◆ TASK DIRECTIONS:
Format all of the material below as a numbered list with one item per line, and omit the blank lines.

>>

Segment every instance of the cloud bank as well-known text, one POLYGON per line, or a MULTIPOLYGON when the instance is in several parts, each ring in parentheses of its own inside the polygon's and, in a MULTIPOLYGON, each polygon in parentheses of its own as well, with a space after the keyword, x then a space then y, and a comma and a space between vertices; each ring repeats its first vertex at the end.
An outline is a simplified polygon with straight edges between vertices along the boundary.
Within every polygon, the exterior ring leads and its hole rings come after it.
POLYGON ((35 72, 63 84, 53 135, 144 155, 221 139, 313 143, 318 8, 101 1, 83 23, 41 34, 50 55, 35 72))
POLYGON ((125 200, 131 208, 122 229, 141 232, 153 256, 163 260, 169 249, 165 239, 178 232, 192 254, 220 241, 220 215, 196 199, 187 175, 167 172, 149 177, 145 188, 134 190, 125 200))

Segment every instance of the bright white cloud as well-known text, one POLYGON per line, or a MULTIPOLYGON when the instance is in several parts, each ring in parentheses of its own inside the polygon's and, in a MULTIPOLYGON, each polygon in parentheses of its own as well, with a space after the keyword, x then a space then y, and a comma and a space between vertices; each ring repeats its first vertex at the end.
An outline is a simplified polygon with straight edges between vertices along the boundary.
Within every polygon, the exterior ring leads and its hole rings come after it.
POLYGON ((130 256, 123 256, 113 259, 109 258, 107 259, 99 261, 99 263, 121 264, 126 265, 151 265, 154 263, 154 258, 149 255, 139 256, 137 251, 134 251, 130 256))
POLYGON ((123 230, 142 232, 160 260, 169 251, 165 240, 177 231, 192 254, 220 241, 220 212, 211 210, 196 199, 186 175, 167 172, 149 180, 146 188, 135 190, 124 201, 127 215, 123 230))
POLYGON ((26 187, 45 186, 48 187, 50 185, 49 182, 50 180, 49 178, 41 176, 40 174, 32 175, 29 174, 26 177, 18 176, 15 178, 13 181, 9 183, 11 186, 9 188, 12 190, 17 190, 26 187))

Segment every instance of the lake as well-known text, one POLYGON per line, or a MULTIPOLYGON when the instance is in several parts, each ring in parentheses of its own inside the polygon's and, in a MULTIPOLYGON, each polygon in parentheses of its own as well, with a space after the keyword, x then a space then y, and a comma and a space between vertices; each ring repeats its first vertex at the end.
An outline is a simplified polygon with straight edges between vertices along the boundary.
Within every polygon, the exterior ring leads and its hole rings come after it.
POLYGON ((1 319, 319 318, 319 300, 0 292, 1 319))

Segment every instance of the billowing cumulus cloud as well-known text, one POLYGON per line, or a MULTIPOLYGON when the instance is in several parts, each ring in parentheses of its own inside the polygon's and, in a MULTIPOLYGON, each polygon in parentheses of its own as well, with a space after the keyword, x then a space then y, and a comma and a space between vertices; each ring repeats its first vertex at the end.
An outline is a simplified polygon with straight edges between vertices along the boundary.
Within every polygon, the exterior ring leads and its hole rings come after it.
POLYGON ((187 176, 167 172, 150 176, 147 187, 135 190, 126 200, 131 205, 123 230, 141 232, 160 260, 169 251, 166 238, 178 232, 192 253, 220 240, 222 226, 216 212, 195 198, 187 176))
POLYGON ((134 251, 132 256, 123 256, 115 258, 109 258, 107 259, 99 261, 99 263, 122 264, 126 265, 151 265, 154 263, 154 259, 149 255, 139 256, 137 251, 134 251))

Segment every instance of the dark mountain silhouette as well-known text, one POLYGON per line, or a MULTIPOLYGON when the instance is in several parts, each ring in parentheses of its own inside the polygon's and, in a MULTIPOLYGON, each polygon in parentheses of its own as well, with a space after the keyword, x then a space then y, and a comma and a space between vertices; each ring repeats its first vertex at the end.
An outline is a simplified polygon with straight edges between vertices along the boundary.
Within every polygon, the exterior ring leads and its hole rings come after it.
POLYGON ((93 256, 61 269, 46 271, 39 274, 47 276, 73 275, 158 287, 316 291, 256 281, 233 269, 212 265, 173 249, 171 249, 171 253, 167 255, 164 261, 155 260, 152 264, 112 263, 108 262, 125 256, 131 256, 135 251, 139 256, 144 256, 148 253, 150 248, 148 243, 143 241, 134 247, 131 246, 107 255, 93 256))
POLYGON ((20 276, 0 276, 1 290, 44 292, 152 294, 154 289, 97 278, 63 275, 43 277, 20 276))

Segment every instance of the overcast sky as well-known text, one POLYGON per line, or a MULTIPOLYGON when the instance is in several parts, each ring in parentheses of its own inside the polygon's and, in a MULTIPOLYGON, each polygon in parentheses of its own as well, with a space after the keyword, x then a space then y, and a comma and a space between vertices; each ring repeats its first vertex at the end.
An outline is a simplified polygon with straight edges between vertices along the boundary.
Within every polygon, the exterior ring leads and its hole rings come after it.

<<

◆ CORRECT RESPONSE:
1. Segment every instance of the cloud bank as well-known text, one POLYGON per line, or a MULTIPOLYGON when the instance is in several parts, each ring in parentheses of its own inside the polygon's and, in a MULTIPOLYGON, each polygon in parentheses of its own as well, with a space after the keyword, x then a space then y, and a comma and a space between vertices; each ring repeats its first vertex at the end.
2. An outline is a simplified polygon with straight edges between vertices along the boundary.
3. Within every polygon, the exterior ring leads and its hole rings come after it.
4. POLYGON ((35 72, 63 84, 53 135, 144 155, 221 139, 313 143, 318 8, 101 1, 83 23, 41 34, 50 55, 35 72))
5. POLYGON ((125 200, 131 208, 122 229, 141 232, 153 256, 163 260, 169 249, 165 239, 178 232, 192 254, 220 241, 220 215, 196 199, 187 175, 167 172, 149 177, 145 188, 134 190, 125 200))
6. Segment every instance of the bright white cloud as well-known text, one POLYGON per line, or a MULTIPOLYGON when the instance is in several parts, each ring in parentheses of its own inside the polygon's and, in a MULTIPOLYGON, each polygon in parentheses of its own as well, with a space after the keyword, x then a space then y, and a comma and a space between vertices; each ring repeats its first vertex at the end.
7. An outline is a simplified polygon with straight edges between vertices along the boundary.
8. Within every polygon, the exterior ring leads and its hole rings come after it.
9. POLYGON ((130 256, 123 256, 113 259, 109 258, 107 259, 99 261, 99 263, 121 264, 126 265, 151 265, 154 263, 154 258, 149 255, 139 256, 137 251, 134 251, 130 256))
10. POLYGON ((123 230, 142 232, 160 260, 169 251, 165 240, 177 231, 192 254, 220 241, 220 212, 211 210, 196 199, 186 175, 167 172, 149 180, 146 188, 135 190, 124 201, 127 215, 123 230))
11. POLYGON ((26 187, 45 186, 48 187, 50 185, 49 182, 50 180, 49 178, 41 176, 40 174, 32 175, 29 174, 26 177, 18 176, 15 178, 13 181, 9 183, 11 186, 9 188, 12 190, 17 190, 26 187))
12. Segment every instance of the lake as well-known text, one POLYGON per line, or a MULTIPOLYGON when the instance is in several parts, each ring in parentheses of its own inside the polygon's and, in a MULTIPOLYGON, each polygon in parentheses of its own as well, with a space after the keyword, x then a space then y, and a comma and a space between vertices; each ring repeats its first vertex at the end.
13. An outline is a simplified polygon with straight edges between vertices along the boundary.
14. Within every polygon, the exterior ring leads and its hole rings come after it.
15. POLYGON ((1 319, 319 318, 319 300, 0 292, 1 319))
16. Segment every instance of the billowing cumulus cloud as well-known text, one POLYGON per line, or a MULTIPOLYGON when the instance is in several parts, each ring in parentheses of its own inside the polygon's and, in a MULTIPOLYGON, each polygon in parentheses of its own as well, with a space after the keyword, x then a space then y, and a comma and a space between vertices; each ring repeats its first vertex at the end.
17. An outline is a simplified polygon with straight edges between vertices along the boundary.
18. Within every polygon, the exterior ring leads and its hole rings come after it.
19. POLYGON ((187 176, 167 172, 150 176, 147 187, 135 190, 126 200, 131 205, 123 230, 141 232, 160 260, 169 251, 166 238, 178 232, 192 253, 220 240, 222 226, 216 212, 195 198, 187 176))
20. POLYGON ((134 251, 132 256, 123 256, 115 258, 109 258, 107 259, 99 261, 99 263, 122 264, 126 265, 151 265, 154 263, 154 259, 149 255, 139 256, 137 251, 134 251))
21. Segment every instance of the dark mountain silhouette as well-known text, one POLYGON per line, or a MULTIPOLYGON when the instance is in several parts, each ring in parentheses of its own inside the polygon's and, in a MULTIPOLYGON, each polygon in parentheses of its own as well, with a space after the keyword, x then a space then y, and a comma and a space between vertices; each ring repeats its first vertex at the end.
22. An outline is a simplified polygon with straight edges between vertices along the boundary.
23. Within every polygon, the exterior ring leads and its hole rings come after it.
24. POLYGON ((93 256, 61 269, 46 271, 39 274, 47 276, 73 275, 158 287, 316 291, 256 281, 233 269, 212 265, 173 249, 171 249, 171 253, 167 255, 164 261, 155 260, 152 264, 112 263, 108 262, 125 256, 131 256, 135 251, 139 256, 144 256, 148 253, 150 248, 148 243, 143 241, 134 247, 131 246, 107 255, 93 256))
25. POLYGON ((20 276, 0 276, 1 290, 44 292, 152 294, 154 289, 97 278, 63 275, 43 277, 20 276))
26. Segment every instance of the overcast sky as well-known text, one POLYGON per line, or a MULTIPOLYGON when the instance is in several parts, each ring in parentheses of its own inside the polygon's and, in a MULTIPOLYGON, each polygon in parentheses of its own as well, with a space after the keyword, x then a space then y, and a comma and a space between vertices; each ring repeats its first vertex at the end.
27. An outline is a simplified polygon with straight edges between vertices along the boundary.
28. Within every polygon, the exterior ring leads and its hole rings come after it.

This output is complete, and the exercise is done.